INSTRUCTION 1:
Using the Sydney Sailboat article, answer these questions:
(a) Who directed the series?
(b) What is Sydney's catchphrase?
(c) Who provides the voice of Zip?
INSTRUCTION 2: Carry on the Sydney Sailboat article, picking up after its final sentence.

DOCUMENT EXCERPT:
* Begin *

- Genre: Animated series
- Created by: Gareth Eden-Styche
- Directed by: Steve Trenbirth
- Voices of: Samson Hyland Frederique Sims Colin Friels Emma Tate Jack Simmons Paul Tylak Georgia Simmons Adam Longworth Jacinda Papadopoulos Conor Drury Teegan Hurley
- Opening theme: "Ahoy, Sydney Sailboat" performed by Samson Hyland and Frederique Sims
- Country of origin: Australia
- Original language: English
- No. of seasons: 2
- No. of episodes: 52

Production
- Executive producers: Carmel Travers Chris Hilton Paul Cummins Zainir Aminullah Wong Cheng Fei
- Producers: Carmel Travers Cathy Ní Fhlaithearta Ken Foong Ka King
- Running time: 15 minutes
- Production companies: Essential Media and Entertainment Ideate Media Telegael Lemon Sky Studios Shambles Communications

Original release
- Network: ABC Kids Sprout
- Release: 9 March – 31 July 2015

= Sydney Sailboat =

Sydney Sailboat (originally known as Bubble Bath Bay in Australia) is an animated television series for children that follows the adventures of Sydney the Sailboat and his fleet of friends who live in Bubble Bath Bay. The 11-minute episodes premiered on ABC Kids from 9 March 2015 with a second season screening in 2016. On September 26, 2015, it also aired in the United States on Sprout.

==Characters==

=== Main ===

- Sydney Sailboat is the protagonist of the series. He is a plucky young male sailboat who dreams of one day sailing out through The Heads to explore the mysterious Big Blue Sea beyond the harbour. Occasionally, he puts out his special coloured sail to go faster. He also has a front compartment where he keeps his set of tools which he uses in certain situations. His catchphrase is “Spinnaker, fly!” He is voiced by Samson Hyland.
- Zip is a feisty, young female trainee water taxi who is Sydney's best friend. She dreams of becoming the best water taxi in the whole harbor. Her catchphrase is “Hoop-dee-doo!” She is voiced by Frederique Sims.
- Terry is a strong male tugboat, who is the leader of the fleet, and keeps Bubble Bath Bay in order. His catchphrase is "Anchors aweigh!" Voiced by Colin Friels.

=== Supporting ===

- Bryan is a male green boat, and one of two chatterbox ferries in the harbour. Voiced by Jack Simmons.
- Toots is a female red boat, and the other chatterbox ferry in the harbour. Voiced by Georgia Simmons.

* End *

EXTRACTED INFORMATION:
* Begin *

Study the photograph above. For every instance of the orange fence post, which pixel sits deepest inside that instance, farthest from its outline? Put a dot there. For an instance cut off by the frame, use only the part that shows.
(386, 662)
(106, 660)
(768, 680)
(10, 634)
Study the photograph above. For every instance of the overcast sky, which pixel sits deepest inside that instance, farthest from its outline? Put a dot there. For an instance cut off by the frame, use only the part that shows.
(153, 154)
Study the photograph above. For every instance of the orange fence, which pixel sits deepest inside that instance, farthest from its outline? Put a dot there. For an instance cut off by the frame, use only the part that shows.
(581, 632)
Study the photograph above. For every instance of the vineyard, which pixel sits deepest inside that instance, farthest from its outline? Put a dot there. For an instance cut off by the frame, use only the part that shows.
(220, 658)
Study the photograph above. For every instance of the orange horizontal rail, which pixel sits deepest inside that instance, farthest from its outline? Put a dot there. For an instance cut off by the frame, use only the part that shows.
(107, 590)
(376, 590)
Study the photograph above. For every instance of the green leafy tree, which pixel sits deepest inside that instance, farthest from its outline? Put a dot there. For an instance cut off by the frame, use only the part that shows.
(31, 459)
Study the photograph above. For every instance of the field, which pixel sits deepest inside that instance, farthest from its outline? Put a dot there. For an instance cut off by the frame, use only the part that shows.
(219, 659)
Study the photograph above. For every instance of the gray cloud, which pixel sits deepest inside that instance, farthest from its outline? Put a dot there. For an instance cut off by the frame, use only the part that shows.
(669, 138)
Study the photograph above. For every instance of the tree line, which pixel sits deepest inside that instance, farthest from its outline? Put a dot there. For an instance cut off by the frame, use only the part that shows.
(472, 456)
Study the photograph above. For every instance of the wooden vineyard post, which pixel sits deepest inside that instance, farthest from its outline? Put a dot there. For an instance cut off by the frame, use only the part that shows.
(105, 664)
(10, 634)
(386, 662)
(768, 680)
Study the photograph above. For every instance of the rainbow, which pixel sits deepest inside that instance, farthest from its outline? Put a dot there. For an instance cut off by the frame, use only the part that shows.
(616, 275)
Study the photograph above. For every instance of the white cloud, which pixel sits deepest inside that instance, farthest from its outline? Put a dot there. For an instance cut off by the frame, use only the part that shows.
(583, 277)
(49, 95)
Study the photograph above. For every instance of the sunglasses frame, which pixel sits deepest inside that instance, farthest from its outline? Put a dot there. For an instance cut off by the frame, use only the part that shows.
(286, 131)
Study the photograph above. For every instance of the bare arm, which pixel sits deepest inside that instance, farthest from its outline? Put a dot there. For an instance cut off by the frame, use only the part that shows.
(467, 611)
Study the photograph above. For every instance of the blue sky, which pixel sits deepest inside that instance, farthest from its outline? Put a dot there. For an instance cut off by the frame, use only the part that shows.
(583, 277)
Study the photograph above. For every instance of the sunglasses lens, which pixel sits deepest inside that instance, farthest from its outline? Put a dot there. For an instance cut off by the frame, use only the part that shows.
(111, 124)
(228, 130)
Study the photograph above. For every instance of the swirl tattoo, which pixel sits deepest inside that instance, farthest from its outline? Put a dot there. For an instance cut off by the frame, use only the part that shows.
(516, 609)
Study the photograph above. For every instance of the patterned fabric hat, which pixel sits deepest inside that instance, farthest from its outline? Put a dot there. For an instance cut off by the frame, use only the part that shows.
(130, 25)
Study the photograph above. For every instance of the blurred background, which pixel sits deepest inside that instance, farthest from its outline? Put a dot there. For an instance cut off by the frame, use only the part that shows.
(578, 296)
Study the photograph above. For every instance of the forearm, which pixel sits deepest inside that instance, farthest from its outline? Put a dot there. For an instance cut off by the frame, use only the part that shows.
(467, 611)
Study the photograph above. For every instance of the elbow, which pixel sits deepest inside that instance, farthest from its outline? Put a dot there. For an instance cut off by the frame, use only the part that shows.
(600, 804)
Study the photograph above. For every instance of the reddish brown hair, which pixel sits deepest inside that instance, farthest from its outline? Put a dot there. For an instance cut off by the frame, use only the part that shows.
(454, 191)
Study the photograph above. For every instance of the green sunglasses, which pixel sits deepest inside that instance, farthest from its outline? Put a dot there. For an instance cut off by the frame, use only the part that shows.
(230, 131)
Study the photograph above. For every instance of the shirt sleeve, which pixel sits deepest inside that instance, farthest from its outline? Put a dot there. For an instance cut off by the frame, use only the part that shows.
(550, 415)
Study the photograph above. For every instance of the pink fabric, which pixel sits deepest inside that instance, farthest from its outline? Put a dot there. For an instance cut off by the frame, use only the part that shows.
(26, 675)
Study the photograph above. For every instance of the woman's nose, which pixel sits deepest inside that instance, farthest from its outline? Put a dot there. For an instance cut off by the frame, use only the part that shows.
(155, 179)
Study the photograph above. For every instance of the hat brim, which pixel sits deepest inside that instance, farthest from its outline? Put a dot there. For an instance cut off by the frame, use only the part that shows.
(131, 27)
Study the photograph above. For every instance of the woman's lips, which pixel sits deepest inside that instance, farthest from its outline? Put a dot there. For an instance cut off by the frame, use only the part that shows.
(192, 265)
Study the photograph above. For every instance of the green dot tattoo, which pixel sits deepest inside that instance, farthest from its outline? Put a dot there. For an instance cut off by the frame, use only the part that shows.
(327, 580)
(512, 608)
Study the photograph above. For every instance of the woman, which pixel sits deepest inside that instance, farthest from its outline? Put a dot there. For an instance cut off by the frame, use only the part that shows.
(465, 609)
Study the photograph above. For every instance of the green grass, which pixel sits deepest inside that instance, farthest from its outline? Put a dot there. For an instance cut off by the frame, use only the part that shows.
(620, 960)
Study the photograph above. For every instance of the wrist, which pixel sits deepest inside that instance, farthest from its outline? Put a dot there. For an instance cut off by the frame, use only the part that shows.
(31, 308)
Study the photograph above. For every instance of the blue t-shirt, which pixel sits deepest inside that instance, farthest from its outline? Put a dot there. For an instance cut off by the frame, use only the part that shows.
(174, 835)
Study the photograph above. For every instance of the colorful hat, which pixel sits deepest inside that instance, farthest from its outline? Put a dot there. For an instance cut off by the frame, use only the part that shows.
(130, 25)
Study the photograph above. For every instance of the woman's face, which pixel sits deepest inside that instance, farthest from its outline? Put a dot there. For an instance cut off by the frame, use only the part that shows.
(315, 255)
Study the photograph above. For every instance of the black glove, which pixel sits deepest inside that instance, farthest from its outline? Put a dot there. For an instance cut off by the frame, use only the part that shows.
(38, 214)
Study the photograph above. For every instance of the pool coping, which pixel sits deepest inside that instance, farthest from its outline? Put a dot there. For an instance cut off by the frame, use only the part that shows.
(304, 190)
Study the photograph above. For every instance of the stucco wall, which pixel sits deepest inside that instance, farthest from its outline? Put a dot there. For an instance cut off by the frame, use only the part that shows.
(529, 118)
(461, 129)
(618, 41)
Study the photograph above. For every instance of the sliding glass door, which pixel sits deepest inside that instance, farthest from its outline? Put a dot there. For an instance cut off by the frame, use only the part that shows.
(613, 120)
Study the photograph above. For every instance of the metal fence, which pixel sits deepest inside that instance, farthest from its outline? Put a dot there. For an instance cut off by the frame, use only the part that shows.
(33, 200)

* End *
* Begin *

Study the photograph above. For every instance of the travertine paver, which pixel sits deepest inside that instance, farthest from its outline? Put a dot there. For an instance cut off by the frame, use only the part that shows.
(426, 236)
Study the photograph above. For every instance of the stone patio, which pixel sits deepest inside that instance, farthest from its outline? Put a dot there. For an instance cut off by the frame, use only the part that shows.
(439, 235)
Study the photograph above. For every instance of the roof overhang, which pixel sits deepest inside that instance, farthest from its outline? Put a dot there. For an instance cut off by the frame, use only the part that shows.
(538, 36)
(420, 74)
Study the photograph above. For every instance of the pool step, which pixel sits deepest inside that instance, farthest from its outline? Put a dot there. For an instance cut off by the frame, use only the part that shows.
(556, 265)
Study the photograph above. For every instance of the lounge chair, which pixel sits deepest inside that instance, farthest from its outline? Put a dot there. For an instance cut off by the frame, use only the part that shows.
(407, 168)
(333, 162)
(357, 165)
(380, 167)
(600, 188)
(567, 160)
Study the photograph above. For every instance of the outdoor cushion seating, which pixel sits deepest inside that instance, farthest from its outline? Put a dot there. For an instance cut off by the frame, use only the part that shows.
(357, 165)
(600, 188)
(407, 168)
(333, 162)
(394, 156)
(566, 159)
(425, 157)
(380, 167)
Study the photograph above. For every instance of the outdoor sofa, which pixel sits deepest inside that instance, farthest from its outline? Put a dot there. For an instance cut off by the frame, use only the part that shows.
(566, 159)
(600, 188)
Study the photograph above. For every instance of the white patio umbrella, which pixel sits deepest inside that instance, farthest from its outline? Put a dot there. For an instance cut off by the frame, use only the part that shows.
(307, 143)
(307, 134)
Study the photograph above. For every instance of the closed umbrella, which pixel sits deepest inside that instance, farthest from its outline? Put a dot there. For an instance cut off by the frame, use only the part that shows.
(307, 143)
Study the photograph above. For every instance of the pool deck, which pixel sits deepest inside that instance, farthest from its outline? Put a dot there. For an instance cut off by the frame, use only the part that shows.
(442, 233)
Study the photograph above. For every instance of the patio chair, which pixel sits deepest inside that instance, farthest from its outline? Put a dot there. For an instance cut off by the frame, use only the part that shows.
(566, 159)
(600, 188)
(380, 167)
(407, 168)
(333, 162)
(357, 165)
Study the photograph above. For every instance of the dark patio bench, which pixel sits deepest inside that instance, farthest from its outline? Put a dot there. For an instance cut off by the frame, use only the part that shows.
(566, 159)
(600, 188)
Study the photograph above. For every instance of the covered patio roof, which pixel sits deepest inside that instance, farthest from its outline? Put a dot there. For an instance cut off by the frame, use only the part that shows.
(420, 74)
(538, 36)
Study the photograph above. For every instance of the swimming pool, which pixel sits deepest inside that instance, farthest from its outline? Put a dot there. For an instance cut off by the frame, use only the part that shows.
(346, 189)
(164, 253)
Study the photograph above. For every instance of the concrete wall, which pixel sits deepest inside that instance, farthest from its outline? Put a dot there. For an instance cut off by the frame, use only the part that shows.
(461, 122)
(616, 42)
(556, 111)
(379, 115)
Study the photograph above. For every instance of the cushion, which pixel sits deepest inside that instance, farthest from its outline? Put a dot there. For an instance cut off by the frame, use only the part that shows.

* End *

EXERCISE OUTPUT 1:
(a) Steve Trenbirth
(b) "Spinnaker, fly!"
(c) Frederique Sims

EXERCISE OUTPUT 2:
- Muddles is an uneasy male crane boat. Voiced by Paul Tylak.
- Stormy is a female red Petrel bird who oversees the activities of the boats. She also rings the bell to signal certain operations. Voiced by Emma Tate.
- Jet is a flamboyant young male speed boat. Voiced by Jack Simmons.
- Rodney is a swanky submarine who wears a monocle. Voiced by Adam Longworth.
- Cleo is a recklessly adventurous young female sailboat. Like Sydney, she is equipped with a special coloured sail to accelerate her movements. Voiced by Jacinda Papadopoulos.
- Queen Josephine is a mute giant ocean liner who passed through Bubble Bath Bay on two occasions.
- Min is a cute blue young male oar-powered boat who wears a sea monster's head on his bow. Voiced by Jack Simmons.
- Slick is a playful seal pup.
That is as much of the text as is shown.